THE PROBLEM:
In the records that follow, locate every line with "below" and extract it.
■ ■ ■
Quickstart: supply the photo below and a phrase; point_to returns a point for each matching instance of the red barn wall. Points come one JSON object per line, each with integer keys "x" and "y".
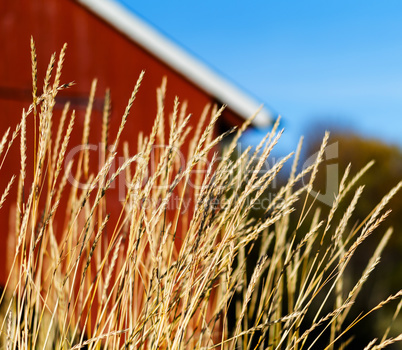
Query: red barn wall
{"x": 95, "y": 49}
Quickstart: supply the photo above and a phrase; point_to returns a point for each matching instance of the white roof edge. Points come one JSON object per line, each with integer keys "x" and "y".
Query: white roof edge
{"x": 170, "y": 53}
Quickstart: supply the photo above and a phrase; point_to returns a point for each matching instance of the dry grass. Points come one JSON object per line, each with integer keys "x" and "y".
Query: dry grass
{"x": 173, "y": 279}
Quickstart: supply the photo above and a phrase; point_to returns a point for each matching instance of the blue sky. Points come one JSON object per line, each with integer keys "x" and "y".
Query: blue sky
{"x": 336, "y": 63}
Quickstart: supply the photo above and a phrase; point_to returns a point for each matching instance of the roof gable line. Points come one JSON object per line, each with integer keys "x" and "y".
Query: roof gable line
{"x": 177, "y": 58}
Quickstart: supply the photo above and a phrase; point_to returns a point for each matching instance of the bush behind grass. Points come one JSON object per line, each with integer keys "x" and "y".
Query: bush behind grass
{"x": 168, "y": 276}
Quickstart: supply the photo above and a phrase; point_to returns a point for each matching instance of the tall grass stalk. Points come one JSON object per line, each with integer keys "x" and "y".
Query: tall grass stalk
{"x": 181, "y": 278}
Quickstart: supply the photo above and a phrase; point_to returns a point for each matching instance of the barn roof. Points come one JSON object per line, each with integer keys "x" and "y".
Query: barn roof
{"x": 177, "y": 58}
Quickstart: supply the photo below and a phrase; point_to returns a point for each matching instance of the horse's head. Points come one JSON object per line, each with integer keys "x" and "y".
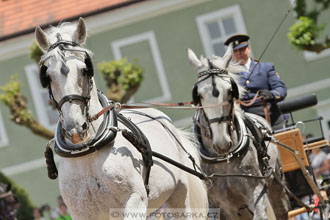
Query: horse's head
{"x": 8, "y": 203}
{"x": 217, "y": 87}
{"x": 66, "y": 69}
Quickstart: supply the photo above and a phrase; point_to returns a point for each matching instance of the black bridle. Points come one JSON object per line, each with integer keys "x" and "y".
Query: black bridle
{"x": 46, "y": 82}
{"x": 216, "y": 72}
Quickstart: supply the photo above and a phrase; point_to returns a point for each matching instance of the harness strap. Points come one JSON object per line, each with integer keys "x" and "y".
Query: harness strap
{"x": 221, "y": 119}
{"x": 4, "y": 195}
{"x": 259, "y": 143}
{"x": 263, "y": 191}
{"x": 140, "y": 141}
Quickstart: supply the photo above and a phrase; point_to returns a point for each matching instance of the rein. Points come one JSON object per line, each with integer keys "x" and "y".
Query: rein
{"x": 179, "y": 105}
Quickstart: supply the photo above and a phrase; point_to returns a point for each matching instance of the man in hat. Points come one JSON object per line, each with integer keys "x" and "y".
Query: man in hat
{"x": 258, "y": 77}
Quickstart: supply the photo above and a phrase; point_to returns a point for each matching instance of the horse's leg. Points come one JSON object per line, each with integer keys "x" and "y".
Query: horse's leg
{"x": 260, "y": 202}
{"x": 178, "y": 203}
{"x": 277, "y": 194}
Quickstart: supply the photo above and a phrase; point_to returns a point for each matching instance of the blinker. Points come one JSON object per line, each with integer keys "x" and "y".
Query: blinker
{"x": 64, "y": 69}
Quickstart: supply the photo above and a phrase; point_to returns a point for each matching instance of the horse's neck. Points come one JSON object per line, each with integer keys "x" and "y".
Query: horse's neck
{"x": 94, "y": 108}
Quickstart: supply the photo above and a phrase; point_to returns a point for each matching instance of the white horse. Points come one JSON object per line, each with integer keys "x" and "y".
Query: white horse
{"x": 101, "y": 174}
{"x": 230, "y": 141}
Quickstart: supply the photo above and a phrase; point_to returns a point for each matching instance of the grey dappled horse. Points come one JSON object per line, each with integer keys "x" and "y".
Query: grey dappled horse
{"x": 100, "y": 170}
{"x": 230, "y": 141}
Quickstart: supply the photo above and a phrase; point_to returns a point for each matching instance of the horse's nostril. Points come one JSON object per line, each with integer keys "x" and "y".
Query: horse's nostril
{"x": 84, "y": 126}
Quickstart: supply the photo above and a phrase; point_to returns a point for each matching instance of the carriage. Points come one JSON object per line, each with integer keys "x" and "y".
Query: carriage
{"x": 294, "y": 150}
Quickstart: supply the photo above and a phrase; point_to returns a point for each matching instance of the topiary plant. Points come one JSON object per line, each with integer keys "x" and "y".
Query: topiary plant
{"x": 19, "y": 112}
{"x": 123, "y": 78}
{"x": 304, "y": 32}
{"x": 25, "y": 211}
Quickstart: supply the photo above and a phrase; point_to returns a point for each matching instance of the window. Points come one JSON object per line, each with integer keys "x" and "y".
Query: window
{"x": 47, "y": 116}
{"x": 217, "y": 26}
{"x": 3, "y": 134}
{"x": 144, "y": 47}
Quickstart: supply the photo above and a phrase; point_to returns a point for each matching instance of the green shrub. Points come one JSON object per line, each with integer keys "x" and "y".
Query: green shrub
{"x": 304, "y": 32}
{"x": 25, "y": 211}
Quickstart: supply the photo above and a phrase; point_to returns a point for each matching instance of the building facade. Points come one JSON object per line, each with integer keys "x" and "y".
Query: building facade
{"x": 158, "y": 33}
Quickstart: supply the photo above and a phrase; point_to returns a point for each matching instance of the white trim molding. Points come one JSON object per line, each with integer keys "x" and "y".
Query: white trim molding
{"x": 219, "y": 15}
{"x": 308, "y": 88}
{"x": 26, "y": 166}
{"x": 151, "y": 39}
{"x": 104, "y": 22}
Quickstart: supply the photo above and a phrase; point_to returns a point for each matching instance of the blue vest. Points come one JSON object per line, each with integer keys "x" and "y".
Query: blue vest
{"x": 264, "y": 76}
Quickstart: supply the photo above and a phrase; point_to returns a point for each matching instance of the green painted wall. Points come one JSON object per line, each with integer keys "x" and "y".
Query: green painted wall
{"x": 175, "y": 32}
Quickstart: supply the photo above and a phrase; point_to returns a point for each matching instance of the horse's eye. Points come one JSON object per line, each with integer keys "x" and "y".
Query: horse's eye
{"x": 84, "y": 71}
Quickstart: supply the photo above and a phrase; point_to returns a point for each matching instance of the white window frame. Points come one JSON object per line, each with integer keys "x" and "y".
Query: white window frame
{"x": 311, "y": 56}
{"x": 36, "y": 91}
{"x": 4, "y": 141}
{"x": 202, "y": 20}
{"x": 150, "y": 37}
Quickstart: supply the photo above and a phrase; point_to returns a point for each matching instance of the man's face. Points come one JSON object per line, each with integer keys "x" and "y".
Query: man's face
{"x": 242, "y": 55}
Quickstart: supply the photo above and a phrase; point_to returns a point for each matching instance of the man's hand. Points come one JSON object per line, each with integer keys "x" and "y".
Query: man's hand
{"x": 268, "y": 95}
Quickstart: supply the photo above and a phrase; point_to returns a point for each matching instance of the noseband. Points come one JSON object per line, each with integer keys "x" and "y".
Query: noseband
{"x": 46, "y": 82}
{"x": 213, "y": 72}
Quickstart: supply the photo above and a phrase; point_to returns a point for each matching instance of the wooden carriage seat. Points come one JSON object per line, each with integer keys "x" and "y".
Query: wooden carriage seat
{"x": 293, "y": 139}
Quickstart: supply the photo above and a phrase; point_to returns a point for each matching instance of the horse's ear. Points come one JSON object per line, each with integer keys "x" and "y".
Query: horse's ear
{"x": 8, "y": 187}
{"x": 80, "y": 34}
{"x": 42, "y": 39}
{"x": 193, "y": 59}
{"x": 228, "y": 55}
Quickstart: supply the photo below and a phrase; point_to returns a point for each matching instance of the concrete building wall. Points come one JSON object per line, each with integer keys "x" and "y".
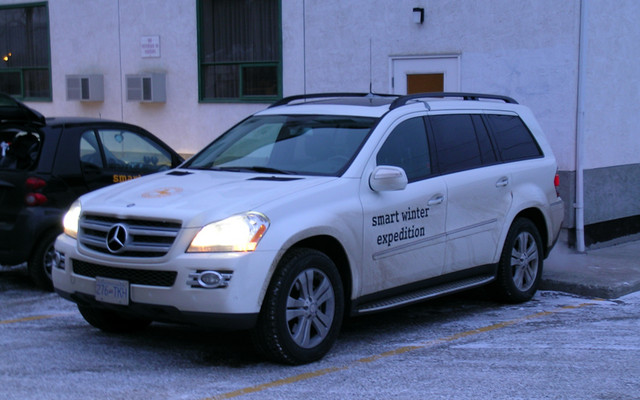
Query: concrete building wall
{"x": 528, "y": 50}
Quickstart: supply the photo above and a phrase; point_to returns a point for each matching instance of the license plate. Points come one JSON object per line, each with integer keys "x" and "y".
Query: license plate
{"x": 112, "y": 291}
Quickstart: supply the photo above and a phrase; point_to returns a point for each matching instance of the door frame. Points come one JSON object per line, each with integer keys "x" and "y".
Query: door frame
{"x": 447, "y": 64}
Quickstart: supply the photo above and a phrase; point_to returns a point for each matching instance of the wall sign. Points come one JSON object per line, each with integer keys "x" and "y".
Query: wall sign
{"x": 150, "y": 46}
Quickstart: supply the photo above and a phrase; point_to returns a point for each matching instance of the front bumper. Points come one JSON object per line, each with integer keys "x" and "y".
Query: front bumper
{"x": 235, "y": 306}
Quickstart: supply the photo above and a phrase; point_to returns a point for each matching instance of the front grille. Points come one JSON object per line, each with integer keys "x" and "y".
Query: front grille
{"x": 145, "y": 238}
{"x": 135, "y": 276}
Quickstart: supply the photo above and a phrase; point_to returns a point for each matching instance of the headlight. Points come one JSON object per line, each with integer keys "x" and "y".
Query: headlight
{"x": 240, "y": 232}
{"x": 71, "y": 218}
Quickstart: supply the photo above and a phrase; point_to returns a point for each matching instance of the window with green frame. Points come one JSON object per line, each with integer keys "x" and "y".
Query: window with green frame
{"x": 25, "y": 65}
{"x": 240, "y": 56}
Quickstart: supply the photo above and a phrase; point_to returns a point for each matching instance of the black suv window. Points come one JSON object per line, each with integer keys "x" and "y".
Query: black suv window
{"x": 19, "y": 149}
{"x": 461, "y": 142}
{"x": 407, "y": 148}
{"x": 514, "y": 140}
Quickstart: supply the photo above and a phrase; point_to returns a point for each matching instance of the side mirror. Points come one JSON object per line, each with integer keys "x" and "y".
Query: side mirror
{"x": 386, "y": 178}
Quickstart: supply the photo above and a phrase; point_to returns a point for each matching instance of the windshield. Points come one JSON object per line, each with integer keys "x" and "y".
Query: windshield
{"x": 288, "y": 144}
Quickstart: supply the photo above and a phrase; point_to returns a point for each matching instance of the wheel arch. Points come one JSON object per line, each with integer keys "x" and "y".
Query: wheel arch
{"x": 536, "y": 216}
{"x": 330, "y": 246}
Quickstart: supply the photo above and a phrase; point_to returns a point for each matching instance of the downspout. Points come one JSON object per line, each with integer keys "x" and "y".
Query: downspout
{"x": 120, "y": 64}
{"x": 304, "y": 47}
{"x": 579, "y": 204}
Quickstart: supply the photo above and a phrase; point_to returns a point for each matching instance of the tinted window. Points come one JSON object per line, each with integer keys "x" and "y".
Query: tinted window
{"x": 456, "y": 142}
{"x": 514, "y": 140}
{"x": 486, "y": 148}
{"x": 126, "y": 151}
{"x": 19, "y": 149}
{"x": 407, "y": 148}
■ ■ ■
ANSWER SECTION:
Quickstart: supply the photo below and a phrase; point_to returns a point for each matching instance of the red barn wall. Points come one JSON object per line, each with integer keys "x" and "y".
Quickstart: supply the photo below and a phrase; point_to returns a point for each matching instance of the horse's head. Points come one JSON object per line, each with integer keys "x" and "y".
Quickstart: supply the photo below and a phrase; point_to returns a point for each matching instance of the concrete building wall. Points come one JSON object per line, each with integer keys "x" and "y".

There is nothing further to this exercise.